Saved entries
————————

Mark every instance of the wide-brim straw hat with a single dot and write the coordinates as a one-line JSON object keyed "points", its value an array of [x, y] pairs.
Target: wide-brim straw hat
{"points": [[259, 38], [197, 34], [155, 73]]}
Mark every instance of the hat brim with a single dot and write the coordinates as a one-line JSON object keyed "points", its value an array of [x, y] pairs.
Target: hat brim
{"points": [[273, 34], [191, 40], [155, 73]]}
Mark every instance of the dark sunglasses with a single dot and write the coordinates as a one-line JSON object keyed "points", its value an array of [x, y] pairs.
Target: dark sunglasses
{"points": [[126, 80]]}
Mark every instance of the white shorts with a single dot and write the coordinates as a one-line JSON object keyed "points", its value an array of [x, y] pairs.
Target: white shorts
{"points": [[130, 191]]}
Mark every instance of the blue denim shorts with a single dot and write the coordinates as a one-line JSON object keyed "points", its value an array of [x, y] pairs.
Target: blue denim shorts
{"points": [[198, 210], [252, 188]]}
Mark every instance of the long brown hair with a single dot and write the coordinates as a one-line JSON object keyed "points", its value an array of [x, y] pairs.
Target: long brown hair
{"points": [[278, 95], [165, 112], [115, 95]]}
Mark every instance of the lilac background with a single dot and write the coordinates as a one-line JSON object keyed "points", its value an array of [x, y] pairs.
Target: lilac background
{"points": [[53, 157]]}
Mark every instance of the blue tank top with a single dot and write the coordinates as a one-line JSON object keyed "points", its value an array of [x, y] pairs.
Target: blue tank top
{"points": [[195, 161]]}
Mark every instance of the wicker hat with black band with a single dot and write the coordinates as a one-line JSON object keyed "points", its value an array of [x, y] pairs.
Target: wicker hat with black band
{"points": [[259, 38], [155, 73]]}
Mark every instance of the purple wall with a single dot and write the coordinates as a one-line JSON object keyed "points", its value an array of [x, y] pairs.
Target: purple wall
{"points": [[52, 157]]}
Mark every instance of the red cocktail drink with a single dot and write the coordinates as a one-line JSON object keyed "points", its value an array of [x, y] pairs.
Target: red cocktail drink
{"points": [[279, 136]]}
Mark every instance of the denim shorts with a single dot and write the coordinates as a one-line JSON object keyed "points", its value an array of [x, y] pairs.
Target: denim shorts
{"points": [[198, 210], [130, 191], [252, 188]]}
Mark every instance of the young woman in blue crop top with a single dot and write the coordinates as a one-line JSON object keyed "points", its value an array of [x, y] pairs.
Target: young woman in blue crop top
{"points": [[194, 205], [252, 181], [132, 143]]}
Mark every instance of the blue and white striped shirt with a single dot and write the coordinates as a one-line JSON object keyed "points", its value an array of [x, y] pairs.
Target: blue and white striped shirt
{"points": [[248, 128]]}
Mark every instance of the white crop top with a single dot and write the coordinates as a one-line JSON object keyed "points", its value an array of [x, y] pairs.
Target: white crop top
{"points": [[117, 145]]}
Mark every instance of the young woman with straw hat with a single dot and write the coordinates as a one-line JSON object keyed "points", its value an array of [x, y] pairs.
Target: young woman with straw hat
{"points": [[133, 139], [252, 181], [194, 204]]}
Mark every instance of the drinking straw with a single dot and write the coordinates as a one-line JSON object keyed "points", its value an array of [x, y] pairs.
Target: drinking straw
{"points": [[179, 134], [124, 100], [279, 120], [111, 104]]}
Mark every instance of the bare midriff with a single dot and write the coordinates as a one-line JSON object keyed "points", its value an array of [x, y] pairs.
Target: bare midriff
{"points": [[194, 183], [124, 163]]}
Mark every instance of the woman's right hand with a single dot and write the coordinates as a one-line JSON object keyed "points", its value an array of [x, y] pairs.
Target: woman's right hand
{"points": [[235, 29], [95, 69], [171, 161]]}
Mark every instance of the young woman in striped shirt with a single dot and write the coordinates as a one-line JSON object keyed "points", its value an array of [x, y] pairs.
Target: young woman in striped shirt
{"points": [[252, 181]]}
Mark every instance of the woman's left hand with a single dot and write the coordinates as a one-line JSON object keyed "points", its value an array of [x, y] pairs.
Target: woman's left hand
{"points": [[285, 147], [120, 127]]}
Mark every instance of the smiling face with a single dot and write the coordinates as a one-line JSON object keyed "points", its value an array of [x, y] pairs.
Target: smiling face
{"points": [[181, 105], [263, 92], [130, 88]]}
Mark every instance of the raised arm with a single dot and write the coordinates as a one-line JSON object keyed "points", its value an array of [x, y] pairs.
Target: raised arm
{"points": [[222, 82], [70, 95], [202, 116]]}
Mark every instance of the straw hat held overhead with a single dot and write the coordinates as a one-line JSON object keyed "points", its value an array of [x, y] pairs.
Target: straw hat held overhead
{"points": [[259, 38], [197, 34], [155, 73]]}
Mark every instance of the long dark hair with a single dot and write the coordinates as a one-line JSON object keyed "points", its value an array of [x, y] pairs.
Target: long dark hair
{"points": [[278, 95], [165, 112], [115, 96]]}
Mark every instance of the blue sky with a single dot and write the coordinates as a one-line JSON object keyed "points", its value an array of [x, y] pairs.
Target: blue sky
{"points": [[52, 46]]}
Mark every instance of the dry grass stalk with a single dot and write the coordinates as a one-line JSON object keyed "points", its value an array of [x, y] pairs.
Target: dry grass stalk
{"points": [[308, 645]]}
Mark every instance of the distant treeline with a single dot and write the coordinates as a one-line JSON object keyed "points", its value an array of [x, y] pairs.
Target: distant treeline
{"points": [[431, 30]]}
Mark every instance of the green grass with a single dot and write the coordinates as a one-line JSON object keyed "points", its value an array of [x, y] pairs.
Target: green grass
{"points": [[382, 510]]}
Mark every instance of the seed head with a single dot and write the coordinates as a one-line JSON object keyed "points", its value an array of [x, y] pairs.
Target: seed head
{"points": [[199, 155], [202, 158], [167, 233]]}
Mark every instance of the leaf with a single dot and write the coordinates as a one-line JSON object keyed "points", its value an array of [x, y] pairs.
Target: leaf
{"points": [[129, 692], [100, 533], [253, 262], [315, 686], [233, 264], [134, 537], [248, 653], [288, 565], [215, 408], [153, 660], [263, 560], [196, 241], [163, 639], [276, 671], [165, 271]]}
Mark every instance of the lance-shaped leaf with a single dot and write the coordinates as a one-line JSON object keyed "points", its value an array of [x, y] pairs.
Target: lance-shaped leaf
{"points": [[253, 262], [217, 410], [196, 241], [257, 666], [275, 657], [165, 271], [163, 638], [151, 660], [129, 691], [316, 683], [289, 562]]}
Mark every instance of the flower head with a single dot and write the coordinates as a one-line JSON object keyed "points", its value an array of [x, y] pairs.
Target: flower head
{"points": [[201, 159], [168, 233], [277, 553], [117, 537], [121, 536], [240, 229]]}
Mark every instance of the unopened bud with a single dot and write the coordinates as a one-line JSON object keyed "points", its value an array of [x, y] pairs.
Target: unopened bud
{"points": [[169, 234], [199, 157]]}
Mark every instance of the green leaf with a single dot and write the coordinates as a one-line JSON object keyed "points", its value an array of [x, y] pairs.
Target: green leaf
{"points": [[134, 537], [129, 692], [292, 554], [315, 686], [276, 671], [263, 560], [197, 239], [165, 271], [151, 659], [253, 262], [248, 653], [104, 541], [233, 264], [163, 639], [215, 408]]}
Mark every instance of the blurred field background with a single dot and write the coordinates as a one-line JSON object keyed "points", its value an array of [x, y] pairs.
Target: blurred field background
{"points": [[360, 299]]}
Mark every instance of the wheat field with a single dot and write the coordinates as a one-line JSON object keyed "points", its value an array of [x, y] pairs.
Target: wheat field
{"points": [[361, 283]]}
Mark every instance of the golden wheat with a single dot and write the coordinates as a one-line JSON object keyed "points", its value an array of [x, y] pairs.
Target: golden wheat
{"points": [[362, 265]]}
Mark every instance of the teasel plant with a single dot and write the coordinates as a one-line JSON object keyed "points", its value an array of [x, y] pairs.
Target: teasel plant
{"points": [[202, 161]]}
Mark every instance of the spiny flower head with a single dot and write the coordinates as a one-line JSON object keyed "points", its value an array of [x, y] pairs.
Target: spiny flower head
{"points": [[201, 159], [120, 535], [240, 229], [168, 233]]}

————————

▸ Exercise instructions
Once you reach the line with "Mark every instance of the seed" in the data above, copy it and every line after it exactly, up to and including the line with "Mark every instance of the flower".

▸ Result of this exercise
Mark every instance of the seed head with a single dot and write the coordinates as a one-line JSON object keyed "points", its value an array of [x, y] pairs.
Target: seed head
{"points": [[199, 155], [202, 158], [167, 233]]}
Mark every instance of the leaf with a single dot and write the coordinates as a one-line JSON object keyed "points", its value an array of [x, y] pairs.
Target: leaf
{"points": [[129, 692], [100, 533], [253, 262], [315, 686], [233, 264], [134, 537], [248, 653], [288, 565], [215, 408], [153, 660], [263, 560], [196, 241], [163, 639], [276, 671], [165, 271]]}
Mark every instance of the lance-shaped leaf with a single dot and write the coordinates as a one-line JSON object keyed "points", its value an array of [x, y] pairs.
Target: lance-shaped leaf
{"points": [[253, 262], [217, 410], [196, 241], [257, 666], [275, 657], [165, 271], [163, 638], [151, 660], [129, 691], [316, 683], [289, 562]]}
Mark every instance of the flower head with a single dot and write the coordinates as a one-line JSON object keyed "points", its value an array of [x, y] pairs.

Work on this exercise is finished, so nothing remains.